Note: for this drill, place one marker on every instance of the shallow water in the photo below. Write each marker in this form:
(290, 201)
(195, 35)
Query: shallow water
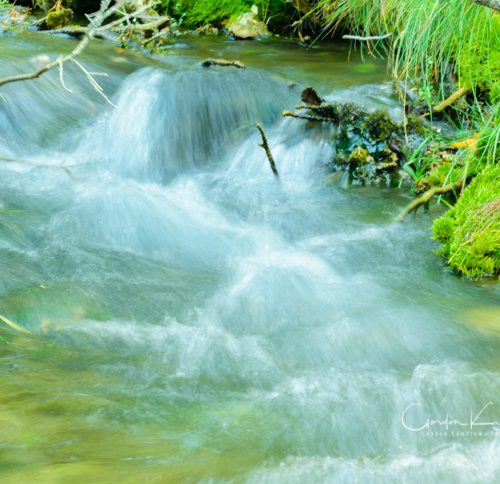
(194, 319)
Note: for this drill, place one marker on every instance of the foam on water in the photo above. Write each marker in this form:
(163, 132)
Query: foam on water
(286, 325)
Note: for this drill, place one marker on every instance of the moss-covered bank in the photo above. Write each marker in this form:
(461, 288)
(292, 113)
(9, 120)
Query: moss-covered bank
(470, 231)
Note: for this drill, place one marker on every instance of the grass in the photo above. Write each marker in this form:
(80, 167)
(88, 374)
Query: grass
(431, 39)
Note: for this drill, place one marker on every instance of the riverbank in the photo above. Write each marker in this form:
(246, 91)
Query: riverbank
(437, 76)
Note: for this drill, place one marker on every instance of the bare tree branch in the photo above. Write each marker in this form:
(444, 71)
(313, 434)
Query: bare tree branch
(367, 39)
(269, 155)
(426, 197)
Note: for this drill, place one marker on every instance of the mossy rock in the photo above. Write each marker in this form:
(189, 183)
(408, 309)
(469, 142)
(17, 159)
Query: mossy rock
(59, 18)
(379, 125)
(470, 231)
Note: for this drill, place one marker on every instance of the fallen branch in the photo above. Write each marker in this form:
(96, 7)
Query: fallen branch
(450, 100)
(95, 23)
(308, 117)
(494, 4)
(427, 196)
(96, 28)
(269, 155)
(223, 63)
(368, 38)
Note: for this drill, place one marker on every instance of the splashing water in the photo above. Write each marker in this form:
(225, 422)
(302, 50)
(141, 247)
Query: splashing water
(194, 318)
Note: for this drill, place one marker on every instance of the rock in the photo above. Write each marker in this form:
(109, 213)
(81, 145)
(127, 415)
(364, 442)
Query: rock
(248, 26)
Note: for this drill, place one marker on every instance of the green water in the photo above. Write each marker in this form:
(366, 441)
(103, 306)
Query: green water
(192, 319)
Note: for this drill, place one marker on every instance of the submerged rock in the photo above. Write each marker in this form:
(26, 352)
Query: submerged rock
(248, 26)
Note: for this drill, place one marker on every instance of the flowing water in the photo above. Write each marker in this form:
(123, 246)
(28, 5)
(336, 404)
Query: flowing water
(194, 319)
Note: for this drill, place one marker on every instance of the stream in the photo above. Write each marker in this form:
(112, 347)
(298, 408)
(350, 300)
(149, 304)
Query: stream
(194, 319)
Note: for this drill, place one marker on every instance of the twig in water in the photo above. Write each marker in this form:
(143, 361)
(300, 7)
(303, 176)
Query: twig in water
(450, 100)
(223, 63)
(426, 197)
(308, 117)
(269, 155)
(368, 38)
(15, 326)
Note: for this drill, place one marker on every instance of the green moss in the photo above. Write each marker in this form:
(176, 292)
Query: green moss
(470, 231)
(59, 18)
(360, 155)
(379, 125)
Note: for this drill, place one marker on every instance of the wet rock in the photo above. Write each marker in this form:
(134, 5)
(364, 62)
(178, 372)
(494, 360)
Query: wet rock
(369, 145)
(248, 26)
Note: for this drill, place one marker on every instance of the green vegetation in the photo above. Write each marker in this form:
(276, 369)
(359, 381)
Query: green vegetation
(470, 230)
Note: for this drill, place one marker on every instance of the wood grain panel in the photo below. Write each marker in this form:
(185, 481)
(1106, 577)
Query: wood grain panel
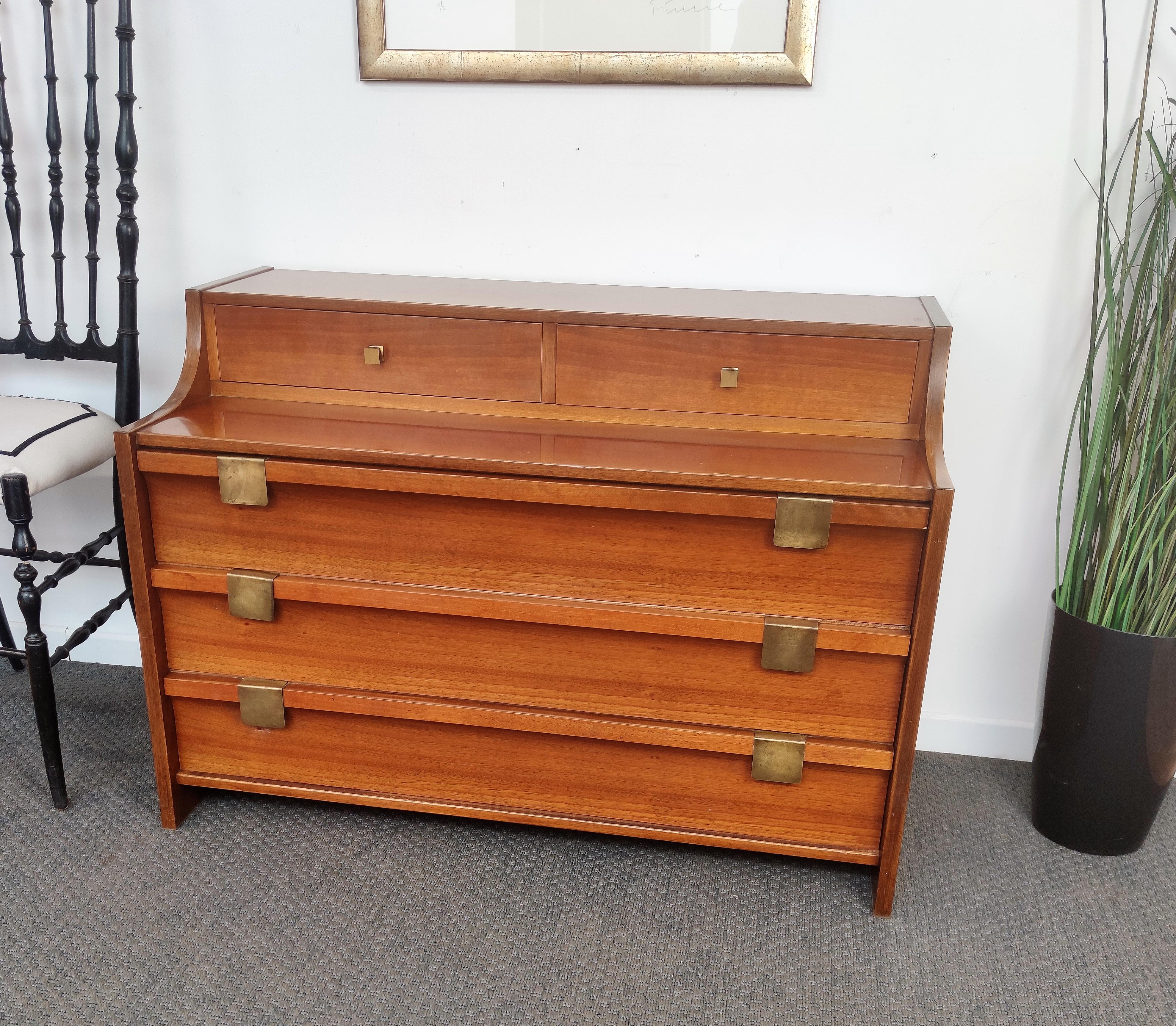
(431, 357)
(832, 751)
(619, 616)
(868, 468)
(866, 380)
(702, 681)
(865, 575)
(549, 413)
(925, 615)
(834, 807)
(523, 489)
(867, 317)
(866, 857)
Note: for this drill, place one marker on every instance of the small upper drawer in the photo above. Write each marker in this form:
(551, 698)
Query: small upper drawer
(437, 357)
(779, 375)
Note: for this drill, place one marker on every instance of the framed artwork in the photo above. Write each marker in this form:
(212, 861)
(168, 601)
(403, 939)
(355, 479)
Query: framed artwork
(684, 42)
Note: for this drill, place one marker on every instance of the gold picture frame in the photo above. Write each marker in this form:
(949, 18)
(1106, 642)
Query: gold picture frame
(792, 68)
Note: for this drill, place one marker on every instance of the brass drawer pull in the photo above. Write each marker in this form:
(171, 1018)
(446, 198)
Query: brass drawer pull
(778, 759)
(790, 644)
(243, 480)
(802, 522)
(251, 595)
(263, 703)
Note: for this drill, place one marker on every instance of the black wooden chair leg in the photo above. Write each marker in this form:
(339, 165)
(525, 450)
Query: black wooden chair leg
(19, 509)
(7, 642)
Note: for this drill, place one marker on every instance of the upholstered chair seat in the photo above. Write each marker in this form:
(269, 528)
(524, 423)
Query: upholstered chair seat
(51, 441)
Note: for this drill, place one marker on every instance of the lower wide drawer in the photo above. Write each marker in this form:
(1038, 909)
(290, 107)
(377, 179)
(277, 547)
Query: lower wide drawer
(614, 787)
(619, 673)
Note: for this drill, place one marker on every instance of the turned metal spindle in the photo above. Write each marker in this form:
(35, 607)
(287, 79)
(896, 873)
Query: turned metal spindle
(12, 211)
(124, 354)
(92, 176)
(19, 510)
(126, 153)
(57, 205)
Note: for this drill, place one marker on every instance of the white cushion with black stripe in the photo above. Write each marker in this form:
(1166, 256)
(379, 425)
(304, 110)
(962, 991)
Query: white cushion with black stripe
(51, 441)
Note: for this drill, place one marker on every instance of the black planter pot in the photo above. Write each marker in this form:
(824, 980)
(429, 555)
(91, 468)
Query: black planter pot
(1107, 750)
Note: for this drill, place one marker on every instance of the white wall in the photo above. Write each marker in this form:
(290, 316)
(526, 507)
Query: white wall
(934, 154)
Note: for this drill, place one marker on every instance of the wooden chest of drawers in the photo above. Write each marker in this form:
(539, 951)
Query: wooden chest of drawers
(651, 562)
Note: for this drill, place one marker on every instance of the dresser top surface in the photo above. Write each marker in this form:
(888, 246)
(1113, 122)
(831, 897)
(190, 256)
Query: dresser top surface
(894, 317)
(871, 468)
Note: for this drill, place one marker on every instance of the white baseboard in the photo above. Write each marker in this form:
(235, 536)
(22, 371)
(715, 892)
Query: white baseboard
(101, 647)
(938, 733)
(992, 739)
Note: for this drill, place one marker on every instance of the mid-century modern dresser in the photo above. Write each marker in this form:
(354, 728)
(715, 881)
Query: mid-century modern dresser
(651, 562)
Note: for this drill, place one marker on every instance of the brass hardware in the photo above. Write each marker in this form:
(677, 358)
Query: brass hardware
(263, 703)
(251, 594)
(778, 757)
(243, 480)
(802, 522)
(790, 644)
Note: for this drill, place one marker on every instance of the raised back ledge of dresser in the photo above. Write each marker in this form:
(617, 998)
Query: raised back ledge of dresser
(874, 460)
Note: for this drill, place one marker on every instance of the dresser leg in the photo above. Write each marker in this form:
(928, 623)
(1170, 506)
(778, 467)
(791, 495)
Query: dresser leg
(884, 892)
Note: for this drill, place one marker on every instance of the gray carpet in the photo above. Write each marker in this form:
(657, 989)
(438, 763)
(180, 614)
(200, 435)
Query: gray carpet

_____

> [What to produce] Without the pictures, reproduce every line of the records above exactly.

> [Correct output]
Note: for this drill, place one marker on every instance of the shallow water in the photo below. Write each marker in this form:
(290, 201)
(195, 35)
Query: shallow water
(194, 319)
Note: for this drill, place one marker on every instance of the foam on water in the photo above. Write each marker in this form:
(163, 132)
Query: foam on water
(286, 325)
Note: for this drill, place one marker on every instance of the moss-covered bank in the photo above. Write each marker in this form:
(461, 288)
(292, 113)
(9, 120)
Query: moss-covered bank
(470, 231)
Note: for this drill, place one marker on every instance of the grass in the photo above. Write each marker in this form:
(80, 167)
(88, 374)
Query: grass
(431, 39)
Note: for this drill, place one marker on every instance of the riverbank in the photo above. Write each marker in this form:
(246, 91)
Query: riverbank
(437, 76)
Note: for this drill, place one marker on every instance of the bare tree branch in the photo above. Write each marker in this form:
(444, 71)
(313, 434)
Query: bare tree branch
(367, 39)
(269, 155)
(426, 197)
Note: for this drill, place one marker on every instance of the mossy rock in the photo above. Write each marker in this form:
(189, 183)
(408, 309)
(469, 142)
(17, 159)
Query: mossy rock
(59, 18)
(379, 125)
(470, 231)
Note: for this drill, place one marker on every instance of the fallen branch in the photo above. Write each marker in this form:
(96, 7)
Query: fallen branch
(450, 100)
(95, 23)
(308, 117)
(494, 4)
(427, 196)
(96, 28)
(269, 155)
(223, 63)
(368, 38)
Note: for this drill, place one marker on every instance of the splashing water in the photo above. Write each marker in this form:
(225, 422)
(302, 50)
(141, 247)
Query: splashing water
(194, 318)
Note: for this drill, place one marker on every instance of the rock in the photo above. Write each marker in this form:
(109, 213)
(81, 145)
(127, 415)
(364, 442)
Query: rock
(248, 26)
Note: for this drill, place one marker on every instance of the green water in the photo above. Write each marker in this form:
(366, 441)
(103, 306)
Query: green water
(192, 319)
Note: for this drill, place one marker on every instance of the submerged rock in the photo above. Write each marker in this form:
(26, 352)
Query: submerged rock
(248, 26)
Note: for this drill, place one marker on every instance of the flowing water in the photo above. Write each marker in this form:
(123, 246)
(28, 5)
(336, 404)
Query: flowing water
(194, 319)
Note: for this drill, place one marker on every instance of the stream in the photo above. Write each marker in this form:
(112, 347)
(298, 408)
(350, 300)
(149, 304)
Query: stream
(194, 319)
Note: for this drill, place one marker on every instance of the twig in water in the photo above. Write each marker in this form:
(143, 361)
(300, 7)
(303, 176)
Query: twig in water
(450, 100)
(223, 63)
(426, 197)
(308, 117)
(269, 155)
(368, 38)
(15, 326)
Note: for this drill, place one marker on every instance of the green moss in the photo above. Write each marker in this form:
(176, 292)
Query: green moss
(470, 231)
(59, 18)
(360, 155)
(379, 125)
Note: for this drill, place one marker on every instance of the wet rock in the photo above. Write each marker in this form:
(134, 5)
(364, 62)
(178, 372)
(494, 360)
Query: wet rock
(369, 145)
(248, 26)
Note: for this drill, place one marker on every instance of the green vegetation in the photo above. Write each marker in this form:
(276, 369)
(359, 381)
Query: green vegetation
(470, 230)
Note: for this drill, place one marker on every instance of the wood grain panel in the photo below. Write each marker in this form:
(185, 481)
(1106, 577)
Query: wood grain panel
(431, 357)
(832, 751)
(619, 616)
(868, 468)
(866, 380)
(702, 681)
(865, 575)
(549, 413)
(925, 615)
(834, 807)
(523, 489)
(867, 317)
(866, 857)
Note: for this drill, place one marker on every instance of the small upper drawer in the photo above. Write each marker in this form:
(551, 698)
Query: small upper drawer
(437, 357)
(779, 375)
Note: for this drill, place one marker on every instance of the framed artwork in the photo above. Write each marker in this form:
(212, 861)
(168, 601)
(403, 939)
(355, 479)
Query: framed artwork
(684, 42)
Note: for this drill, place one marker on every instance of the gold picture frame in the photo above. Write each marker in this form:
(949, 18)
(1106, 642)
Query: gold picture frame
(792, 68)
Note: for this drill, place one marker on every instance of the brass drawer pull in the photo above. Write each marker in this form:
(171, 1018)
(446, 198)
Query: brass drawer pull
(778, 759)
(790, 644)
(243, 480)
(802, 522)
(251, 595)
(263, 703)
Note: for this drill, place one marker on every instance of the black wooden chair leg in the photo above. Write each marker in this form:
(339, 165)
(525, 450)
Query: black wooden chair leg
(19, 509)
(7, 642)
Note: for this drill, place one marker on every instance of the upholstered chair seat in the photo above. Write each marker in this form:
(269, 528)
(524, 423)
Query: upholstered chair seat
(51, 441)
Note: for this drill, place one marker on every instance of the lower wide drawer in the photo above. Write each marker in this form:
(1038, 909)
(290, 107)
(377, 179)
(277, 547)
Query: lower wide drawer
(614, 787)
(619, 673)
Note: for this drill, place one marker on every instance of the turned metal spindle in the photo above. Write each marker in this form:
(35, 607)
(287, 79)
(896, 873)
Query: turned metal spindle
(12, 211)
(124, 354)
(92, 176)
(19, 510)
(126, 153)
(57, 205)
Note: for this drill, place one marker on every instance of the white cushion with black stripe in the photo above. Write each marker in this form:
(1166, 256)
(379, 425)
(304, 110)
(962, 991)
Query: white cushion with black stripe
(51, 441)
Note: for this drill, place one marker on every instance of the black planter pot in the photo above. Write each marker in this form:
(824, 980)
(429, 555)
(91, 468)
Query: black planter pot
(1107, 750)
Note: for this drill, place one marker on every instance of the white wall in the photo above. Write each marker in this form:
(290, 316)
(526, 507)
Query: white wall
(934, 154)
Note: for this drill, place one marker on every instance of the wooden chest of drawers in the photo above. Write each marker in this form:
(539, 951)
Query: wooden chest of drawers
(651, 562)
Note: for this drill, place one marker on every instance of the dresser top surface in the photo above. Write each marker in this form:
(888, 246)
(1113, 122)
(831, 897)
(190, 256)
Query: dresser top surface
(894, 317)
(871, 468)
Note: for this drill, place one marker on every instance of the white baseboard in the photo above. Write each marker in this form:
(235, 536)
(22, 371)
(715, 892)
Query: white baseboard
(101, 647)
(938, 733)
(992, 739)
Note: for this drill, place one marker on every instance of the mid-century modern dresser in the photo above. Write each marker in this form:
(354, 728)
(715, 881)
Query: mid-century modern dresser
(651, 562)
Note: for this drill, place one marker on every instance of the brass hardware in the photo above. Write each marker in this form:
(677, 358)
Query: brass hardware
(263, 703)
(251, 594)
(778, 757)
(243, 480)
(802, 522)
(790, 644)
Note: for this drill, place one marker on every instance of the raised back ledge of dresser in the photo above. Write each marker in this form:
(617, 998)
Query: raised back ledge of dresser
(874, 460)
Note: for this drill, place one marker on every instance of the dresser leg in the photo above. Write each marker in this form:
(928, 623)
(1170, 506)
(778, 467)
(791, 495)
Query: dresser leg
(884, 892)
Note: for this drill, place one marker on every instance of the gray carpet in the photo above. Write each marker in this form:
(657, 989)
(438, 763)
(180, 614)
(200, 435)
Query: gray carpet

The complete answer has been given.